Task to carry out: Could you print the entries below exactly, starting at the line that contains "Could you please indicate the green tree" and stopping after the last one?

(Beginning of Data for processing)

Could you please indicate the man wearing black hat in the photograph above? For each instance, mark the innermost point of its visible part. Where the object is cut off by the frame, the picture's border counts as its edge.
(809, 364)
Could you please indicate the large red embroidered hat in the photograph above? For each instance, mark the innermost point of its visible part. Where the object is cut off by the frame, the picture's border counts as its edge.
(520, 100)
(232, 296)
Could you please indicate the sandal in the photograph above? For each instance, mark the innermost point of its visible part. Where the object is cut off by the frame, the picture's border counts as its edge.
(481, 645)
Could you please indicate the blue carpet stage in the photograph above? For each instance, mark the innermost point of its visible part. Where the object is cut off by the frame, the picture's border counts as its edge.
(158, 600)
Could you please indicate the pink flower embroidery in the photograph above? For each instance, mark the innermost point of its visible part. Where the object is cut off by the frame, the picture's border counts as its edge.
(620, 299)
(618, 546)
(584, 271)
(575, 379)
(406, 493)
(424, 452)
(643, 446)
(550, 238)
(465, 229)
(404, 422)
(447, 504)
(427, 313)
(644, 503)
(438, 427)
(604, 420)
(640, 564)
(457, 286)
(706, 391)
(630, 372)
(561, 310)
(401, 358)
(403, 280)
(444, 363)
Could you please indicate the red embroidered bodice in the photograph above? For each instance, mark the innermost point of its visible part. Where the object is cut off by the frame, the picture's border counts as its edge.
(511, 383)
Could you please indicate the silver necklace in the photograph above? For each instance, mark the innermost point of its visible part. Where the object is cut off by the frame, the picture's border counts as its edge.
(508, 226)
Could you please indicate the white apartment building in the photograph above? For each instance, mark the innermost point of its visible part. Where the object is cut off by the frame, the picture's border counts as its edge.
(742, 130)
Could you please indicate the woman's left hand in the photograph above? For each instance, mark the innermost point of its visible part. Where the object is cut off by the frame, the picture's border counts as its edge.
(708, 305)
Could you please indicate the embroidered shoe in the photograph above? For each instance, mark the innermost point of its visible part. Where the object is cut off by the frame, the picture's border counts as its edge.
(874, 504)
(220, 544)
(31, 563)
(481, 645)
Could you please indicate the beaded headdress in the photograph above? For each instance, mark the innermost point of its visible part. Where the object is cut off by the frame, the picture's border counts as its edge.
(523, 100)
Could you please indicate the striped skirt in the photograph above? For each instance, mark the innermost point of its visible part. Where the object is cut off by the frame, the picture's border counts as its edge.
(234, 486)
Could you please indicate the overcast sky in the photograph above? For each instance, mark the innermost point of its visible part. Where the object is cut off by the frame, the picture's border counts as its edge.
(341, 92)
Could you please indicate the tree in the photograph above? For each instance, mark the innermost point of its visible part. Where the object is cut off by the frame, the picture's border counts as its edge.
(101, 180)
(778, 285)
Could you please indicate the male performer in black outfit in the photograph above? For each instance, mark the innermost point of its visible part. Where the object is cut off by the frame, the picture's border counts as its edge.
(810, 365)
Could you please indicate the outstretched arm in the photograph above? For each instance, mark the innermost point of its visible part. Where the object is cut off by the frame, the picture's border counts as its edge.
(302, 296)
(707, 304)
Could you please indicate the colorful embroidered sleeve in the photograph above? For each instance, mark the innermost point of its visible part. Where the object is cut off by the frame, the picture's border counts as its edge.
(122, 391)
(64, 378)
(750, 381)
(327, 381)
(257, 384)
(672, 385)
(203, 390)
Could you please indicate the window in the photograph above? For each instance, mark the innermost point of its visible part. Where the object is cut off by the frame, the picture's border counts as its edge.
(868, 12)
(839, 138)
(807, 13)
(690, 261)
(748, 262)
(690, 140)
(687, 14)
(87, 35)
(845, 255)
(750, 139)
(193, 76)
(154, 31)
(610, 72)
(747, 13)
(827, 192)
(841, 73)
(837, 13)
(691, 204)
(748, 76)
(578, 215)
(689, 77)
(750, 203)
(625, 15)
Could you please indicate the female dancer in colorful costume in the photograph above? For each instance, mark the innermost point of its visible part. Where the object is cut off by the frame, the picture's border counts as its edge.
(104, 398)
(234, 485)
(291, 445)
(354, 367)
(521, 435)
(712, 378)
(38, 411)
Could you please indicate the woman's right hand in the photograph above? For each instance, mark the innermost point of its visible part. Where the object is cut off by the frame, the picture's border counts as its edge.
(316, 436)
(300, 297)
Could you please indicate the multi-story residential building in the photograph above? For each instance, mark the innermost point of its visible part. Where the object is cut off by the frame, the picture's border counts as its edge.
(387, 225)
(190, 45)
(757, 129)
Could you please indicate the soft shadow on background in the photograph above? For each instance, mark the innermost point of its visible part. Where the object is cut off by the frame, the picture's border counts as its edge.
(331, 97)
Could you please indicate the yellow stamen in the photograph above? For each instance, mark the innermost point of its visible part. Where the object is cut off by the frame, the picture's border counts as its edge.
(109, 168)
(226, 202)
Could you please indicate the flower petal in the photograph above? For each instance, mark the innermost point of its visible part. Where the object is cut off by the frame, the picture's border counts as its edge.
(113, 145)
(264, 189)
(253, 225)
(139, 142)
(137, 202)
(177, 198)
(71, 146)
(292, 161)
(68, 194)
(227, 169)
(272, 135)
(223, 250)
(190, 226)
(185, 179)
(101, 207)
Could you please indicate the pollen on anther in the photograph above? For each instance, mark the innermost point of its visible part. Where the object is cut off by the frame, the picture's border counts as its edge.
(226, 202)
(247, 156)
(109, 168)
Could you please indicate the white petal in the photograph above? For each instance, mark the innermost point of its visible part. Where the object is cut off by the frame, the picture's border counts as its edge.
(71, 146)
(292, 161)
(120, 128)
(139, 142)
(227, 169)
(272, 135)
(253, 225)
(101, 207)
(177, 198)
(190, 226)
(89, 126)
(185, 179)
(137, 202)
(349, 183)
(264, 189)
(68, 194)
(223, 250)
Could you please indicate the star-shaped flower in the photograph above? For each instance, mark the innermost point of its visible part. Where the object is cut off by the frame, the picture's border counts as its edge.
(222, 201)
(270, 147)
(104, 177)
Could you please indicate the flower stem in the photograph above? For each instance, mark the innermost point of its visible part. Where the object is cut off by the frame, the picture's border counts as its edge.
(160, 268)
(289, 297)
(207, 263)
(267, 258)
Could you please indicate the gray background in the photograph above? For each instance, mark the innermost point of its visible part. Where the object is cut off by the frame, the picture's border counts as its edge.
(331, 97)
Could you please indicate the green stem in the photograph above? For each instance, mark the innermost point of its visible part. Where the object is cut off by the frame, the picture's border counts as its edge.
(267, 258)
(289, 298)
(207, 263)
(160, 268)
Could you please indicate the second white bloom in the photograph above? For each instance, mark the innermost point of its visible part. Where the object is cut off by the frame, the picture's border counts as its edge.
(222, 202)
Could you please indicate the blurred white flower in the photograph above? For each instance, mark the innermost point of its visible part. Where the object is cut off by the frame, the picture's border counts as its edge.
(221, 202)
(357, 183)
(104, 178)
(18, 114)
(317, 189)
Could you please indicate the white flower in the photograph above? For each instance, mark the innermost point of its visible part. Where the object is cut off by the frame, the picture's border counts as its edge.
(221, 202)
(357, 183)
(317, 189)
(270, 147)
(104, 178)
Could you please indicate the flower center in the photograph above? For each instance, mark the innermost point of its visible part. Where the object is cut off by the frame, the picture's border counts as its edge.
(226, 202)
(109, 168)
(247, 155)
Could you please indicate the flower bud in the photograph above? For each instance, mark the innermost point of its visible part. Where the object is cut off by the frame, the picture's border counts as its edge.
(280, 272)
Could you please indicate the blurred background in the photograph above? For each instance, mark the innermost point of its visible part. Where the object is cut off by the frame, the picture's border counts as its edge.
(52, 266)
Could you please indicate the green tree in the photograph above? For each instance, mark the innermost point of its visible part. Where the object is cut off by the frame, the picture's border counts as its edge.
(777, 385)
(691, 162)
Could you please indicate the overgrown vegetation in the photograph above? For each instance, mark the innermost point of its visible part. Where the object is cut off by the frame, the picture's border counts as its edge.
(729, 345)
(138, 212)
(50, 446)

(End of Data for processing)

Written solution:
Could you please indicate the green tree in the photograph above? For each instance, mark the innermost point of its visible part. Where the object is cut off by the frame, the picture's border counts as its edge.
(777, 385)
(691, 162)
Could you please indicate the overgrown vegetation in the photograph above? For each instance, mark the innermost point of its visible part. Where the object is cut off by the frame, the picture's border counts as its edge.
(729, 345)
(138, 212)
(50, 446)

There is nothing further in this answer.